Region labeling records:
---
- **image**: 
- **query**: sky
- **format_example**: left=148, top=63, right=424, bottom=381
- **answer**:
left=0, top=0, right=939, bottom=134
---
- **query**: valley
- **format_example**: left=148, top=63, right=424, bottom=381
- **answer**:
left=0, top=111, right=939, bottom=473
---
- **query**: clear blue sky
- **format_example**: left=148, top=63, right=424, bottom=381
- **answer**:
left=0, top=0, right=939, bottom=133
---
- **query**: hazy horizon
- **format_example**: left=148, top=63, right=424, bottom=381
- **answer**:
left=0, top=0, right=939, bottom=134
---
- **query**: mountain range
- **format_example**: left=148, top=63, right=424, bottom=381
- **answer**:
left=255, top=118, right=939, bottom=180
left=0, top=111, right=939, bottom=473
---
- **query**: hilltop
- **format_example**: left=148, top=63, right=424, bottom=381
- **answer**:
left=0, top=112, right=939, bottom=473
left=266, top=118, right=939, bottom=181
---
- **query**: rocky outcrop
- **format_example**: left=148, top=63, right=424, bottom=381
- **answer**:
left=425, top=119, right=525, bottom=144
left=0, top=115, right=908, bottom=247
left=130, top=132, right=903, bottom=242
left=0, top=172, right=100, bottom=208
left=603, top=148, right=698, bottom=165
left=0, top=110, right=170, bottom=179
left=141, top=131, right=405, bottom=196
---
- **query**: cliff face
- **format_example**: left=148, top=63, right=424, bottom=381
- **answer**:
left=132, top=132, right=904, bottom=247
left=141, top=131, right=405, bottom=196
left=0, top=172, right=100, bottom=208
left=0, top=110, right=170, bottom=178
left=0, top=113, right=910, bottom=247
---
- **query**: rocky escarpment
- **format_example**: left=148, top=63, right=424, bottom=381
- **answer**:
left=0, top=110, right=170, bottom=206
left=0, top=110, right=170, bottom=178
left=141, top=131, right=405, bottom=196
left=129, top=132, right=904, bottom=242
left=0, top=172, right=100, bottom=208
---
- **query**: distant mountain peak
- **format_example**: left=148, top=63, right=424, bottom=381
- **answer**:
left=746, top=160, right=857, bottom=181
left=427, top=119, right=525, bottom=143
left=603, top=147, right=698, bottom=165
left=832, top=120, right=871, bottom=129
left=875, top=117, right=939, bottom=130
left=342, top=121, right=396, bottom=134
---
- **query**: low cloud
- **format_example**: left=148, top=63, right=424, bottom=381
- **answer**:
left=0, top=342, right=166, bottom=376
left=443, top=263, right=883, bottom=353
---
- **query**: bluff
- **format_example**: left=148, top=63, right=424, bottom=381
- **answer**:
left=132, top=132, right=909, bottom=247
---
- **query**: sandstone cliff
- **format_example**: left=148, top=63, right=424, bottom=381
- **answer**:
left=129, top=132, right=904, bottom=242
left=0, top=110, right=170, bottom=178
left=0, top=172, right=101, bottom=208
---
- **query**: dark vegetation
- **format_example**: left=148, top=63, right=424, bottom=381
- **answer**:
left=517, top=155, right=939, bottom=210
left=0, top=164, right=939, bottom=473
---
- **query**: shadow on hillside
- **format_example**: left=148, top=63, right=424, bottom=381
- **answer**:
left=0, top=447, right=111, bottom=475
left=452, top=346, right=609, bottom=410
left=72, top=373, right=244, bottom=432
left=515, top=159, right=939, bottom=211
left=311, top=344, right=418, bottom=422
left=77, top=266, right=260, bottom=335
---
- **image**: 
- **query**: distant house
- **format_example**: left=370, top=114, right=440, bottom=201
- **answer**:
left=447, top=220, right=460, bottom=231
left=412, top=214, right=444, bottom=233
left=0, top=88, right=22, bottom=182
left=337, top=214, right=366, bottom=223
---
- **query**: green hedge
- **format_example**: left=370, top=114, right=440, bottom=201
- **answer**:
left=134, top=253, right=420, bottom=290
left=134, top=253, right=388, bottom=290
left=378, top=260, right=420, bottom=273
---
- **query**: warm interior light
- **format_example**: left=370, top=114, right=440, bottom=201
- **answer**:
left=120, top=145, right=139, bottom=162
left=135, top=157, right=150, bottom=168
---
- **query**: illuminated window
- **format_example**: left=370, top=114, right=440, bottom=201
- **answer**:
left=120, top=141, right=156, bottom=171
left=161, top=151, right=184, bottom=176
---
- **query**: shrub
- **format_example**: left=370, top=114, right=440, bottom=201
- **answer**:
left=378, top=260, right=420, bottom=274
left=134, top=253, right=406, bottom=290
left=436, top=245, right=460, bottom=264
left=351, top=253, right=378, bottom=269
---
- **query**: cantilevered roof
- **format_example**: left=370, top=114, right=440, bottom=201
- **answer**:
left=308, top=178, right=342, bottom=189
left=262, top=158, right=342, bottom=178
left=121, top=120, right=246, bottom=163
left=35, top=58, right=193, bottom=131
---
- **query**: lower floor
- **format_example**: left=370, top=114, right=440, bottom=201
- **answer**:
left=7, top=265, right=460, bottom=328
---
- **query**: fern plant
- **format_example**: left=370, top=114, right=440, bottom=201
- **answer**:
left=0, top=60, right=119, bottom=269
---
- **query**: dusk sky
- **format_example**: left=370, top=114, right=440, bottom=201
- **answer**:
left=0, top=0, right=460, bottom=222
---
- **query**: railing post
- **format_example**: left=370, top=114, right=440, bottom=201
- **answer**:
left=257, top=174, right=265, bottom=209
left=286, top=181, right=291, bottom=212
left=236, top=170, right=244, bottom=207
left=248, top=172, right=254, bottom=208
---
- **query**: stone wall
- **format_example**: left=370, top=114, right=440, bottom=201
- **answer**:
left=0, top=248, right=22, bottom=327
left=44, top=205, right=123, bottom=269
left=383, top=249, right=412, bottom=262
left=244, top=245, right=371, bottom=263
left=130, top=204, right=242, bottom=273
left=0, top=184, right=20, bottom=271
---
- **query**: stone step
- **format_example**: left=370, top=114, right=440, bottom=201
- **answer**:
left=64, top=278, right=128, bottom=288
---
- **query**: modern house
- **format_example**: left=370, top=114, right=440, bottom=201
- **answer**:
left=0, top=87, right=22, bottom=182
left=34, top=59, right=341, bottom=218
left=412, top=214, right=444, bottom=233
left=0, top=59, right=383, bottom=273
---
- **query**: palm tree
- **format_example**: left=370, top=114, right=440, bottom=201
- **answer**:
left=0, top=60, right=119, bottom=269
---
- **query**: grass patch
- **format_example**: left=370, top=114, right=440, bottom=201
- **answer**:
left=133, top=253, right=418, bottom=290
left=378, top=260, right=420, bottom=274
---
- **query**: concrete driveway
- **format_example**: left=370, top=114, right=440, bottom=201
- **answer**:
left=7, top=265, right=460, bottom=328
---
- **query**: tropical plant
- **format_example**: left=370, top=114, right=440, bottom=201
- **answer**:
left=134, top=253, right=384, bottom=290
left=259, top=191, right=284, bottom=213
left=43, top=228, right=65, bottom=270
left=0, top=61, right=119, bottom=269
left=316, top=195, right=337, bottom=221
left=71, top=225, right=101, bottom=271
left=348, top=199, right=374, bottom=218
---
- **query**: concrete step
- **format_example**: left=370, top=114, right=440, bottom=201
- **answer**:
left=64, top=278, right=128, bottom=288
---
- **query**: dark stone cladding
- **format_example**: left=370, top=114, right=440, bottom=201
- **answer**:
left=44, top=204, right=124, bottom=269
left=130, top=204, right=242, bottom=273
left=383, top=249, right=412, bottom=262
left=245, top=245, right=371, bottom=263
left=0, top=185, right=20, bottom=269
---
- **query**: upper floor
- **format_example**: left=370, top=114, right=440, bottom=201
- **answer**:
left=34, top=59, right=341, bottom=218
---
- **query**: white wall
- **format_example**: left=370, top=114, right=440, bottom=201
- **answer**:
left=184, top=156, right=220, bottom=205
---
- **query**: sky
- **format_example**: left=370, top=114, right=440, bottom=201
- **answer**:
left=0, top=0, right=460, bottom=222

SET TASK: Pull out every line above that contains the word "distant" and copy each one in full.

SOLUTION TO THE EXERCISE:
- **query**: distant mountain peak
- **query**: distant house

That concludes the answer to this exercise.